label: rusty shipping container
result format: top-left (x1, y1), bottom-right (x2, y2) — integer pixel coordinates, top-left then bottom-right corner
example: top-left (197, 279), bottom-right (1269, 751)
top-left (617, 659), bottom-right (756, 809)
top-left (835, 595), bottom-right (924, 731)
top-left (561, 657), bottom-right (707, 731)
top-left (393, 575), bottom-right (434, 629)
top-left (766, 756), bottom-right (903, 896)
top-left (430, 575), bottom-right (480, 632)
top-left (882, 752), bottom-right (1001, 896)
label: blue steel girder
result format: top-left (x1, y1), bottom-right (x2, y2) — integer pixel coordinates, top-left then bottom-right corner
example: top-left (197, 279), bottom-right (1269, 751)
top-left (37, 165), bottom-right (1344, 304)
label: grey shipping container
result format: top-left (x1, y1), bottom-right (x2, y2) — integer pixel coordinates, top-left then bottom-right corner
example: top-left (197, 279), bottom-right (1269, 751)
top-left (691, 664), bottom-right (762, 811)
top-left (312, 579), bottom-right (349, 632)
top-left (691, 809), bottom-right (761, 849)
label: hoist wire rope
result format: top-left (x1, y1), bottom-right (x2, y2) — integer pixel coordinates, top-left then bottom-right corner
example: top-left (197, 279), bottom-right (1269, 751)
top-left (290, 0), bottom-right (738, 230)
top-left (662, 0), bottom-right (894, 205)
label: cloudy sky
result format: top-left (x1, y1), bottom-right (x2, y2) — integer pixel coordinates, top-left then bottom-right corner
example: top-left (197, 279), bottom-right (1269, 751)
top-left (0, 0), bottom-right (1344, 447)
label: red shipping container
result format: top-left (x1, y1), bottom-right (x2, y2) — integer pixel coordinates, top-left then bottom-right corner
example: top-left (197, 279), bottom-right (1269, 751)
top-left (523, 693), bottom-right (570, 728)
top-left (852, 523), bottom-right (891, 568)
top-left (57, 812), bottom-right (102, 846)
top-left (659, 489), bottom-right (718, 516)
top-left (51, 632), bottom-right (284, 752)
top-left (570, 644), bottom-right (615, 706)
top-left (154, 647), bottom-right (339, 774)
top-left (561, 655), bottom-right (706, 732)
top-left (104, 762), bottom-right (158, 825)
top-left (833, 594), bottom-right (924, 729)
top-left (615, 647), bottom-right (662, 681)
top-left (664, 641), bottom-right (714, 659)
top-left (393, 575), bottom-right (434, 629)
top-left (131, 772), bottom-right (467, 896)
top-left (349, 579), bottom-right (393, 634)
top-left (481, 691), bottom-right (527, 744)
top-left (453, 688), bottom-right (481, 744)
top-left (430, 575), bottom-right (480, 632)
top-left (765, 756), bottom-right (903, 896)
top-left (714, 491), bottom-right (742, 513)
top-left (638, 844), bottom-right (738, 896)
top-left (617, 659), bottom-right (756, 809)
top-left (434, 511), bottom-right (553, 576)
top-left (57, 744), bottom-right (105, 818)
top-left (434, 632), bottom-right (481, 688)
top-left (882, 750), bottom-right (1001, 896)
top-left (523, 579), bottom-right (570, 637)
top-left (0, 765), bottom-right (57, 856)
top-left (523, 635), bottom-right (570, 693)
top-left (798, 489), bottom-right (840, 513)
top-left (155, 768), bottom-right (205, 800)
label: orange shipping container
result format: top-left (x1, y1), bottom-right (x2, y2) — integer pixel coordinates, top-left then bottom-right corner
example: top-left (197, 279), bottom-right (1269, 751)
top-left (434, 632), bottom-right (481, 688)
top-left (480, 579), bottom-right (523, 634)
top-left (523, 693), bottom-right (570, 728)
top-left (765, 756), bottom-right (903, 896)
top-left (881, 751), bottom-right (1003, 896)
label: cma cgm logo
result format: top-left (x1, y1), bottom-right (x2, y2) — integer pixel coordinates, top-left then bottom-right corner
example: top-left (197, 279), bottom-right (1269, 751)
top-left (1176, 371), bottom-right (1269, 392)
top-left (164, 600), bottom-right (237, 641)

--*--

## Work to complete
Rewrite all of the records above so that "shipping container" becomes "cargo container" wherever it occurs, and change nothing else.

## Worked solution
label: rusty cargo container
result format: top-left (x1, y1), bottom-right (x2, y2) — integer pixel coordinates, top-left then bottom-right corner
example: top-left (197, 279), bottom-right (1269, 751)
top-left (617, 659), bottom-right (756, 809)
top-left (835, 595), bottom-right (924, 731)
top-left (561, 657), bottom-right (707, 731)
top-left (393, 575), bottom-right (434, 629)
top-left (766, 756), bottom-right (903, 896)
top-left (430, 575), bottom-right (480, 632)
top-left (882, 752), bottom-right (1001, 896)
label: blue steel girder
result format: top-left (x1, y1), bottom-right (x2, y2) — integer pixel coordinates, top-left then bottom-right corner
example: top-left (197, 279), bottom-right (1269, 751)
top-left (37, 165), bottom-right (1344, 304)
label: grey cargo container
result format: top-left (x1, y1), bottom-right (x2, y2) — integer pixel coordinates, top-left then bottom-right corner
example: top-left (197, 279), bottom-right (1269, 751)
top-left (691, 664), bottom-right (762, 811)
top-left (312, 579), bottom-right (349, 632)
top-left (691, 809), bottom-right (761, 849)
label: hoist wire rope
result format: top-left (x1, y1), bottom-right (x2, y2) — integer pixel coordinates, top-left then bottom-right corner
example: top-left (197, 279), bottom-right (1269, 751)
top-left (290, 0), bottom-right (738, 230)
top-left (662, 0), bottom-right (894, 205)
label: cloudy sky
result format: top-left (x1, y1), bottom-right (x2, y2) — integer pixel coordinates, top-left then bottom-right corner
example: top-left (197, 279), bottom-right (1269, 751)
top-left (0, 0), bottom-right (1344, 447)
label: red cargo container
result format: top-left (x1, y1), bottom-right (x2, y2) — integer pixel coordinates, top-left then bottom-right corner
example: top-left (197, 279), bottom-right (1269, 751)
top-left (523, 693), bottom-right (570, 728)
top-left (852, 523), bottom-right (891, 568)
top-left (57, 812), bottom-right (102, 846)
top-left (659, 489), bottom-right (718, 516)
top-left (51, 632), bottom-right (284, 752)
top-left (570, 644), bottom-right (615, 706)
top-left (154, 647), bottom-right (339, 774)
top-left (561, 655), bottom-right (706, 732)
top-left (104, 762), bottom-right (158, 825)
top-left (833, 594), bottom-right (924, 729)
top-left (615, 647), bottom-right (662, 681)
top-left (664, 641), bottom-right (714, 659)
top-left (393, 575), bottom-right (434, 629)
top-left (131, 772), bottom-right (467, 896)
top-left (349, 579), bottom-right (393, 634)
top-left (481, 691), bottom-right (527, 744)
top-left (453, 688), bottom-right (481, 744)
top-left (430, 575), bottom-right (480, 632)
top-left (765, 756), bottom-right (903, 896)
top-left (714, 491), bottom-right (742, 513)
top-left (638, 844), bottom-right (738, 896)
top-left (617, 659), bottom-right (756, 809)
top-left (434, 511), bottom-right (553, 576)
top-left (57, 744), bottom-right (105, 818)
top-left (434, 632), bottom-right (481, 688)
top-left (882, 750), bottom-right (1001, 896)
top-left (523, 579), bottom-right (570, 637)
top-left (0, 765), bottom-right (57, 856)
top-left (523, 635), bottom-right (570, 693)
top-left (798, 489), bottom-right (840, 513)
top-left (155, 768), bottom-right (205, 800)
label: orange cargo container
result format: top-left (x1, y1), bottom-right (x2, y2) — integer pixel coordinates, top-left then bottom-right corner
example: top-left (197, 279), bottom-right (1269, 751)
top-left (434, 632), bottom-right (481, 688)
top-left (480, 579), bottom-right (523, 634)
top-left (523, 693), bottom-right (570, 728)
top-left (765, 756), bottom-right (903, 896)
top-left (881, 751), bottom-right (1003, 896)
label: cma cgm logo
result format: top-left (x1, y1), bottom-right (x2, y2) — integer pixel coordinates, top-left then bottom-right corner
example: top-left (197, 279), bottom-right (1269, 751)
top-left (1176, 371), bottom-right (1269, 392)
top-left (164, 600), bottom-right (237, 641)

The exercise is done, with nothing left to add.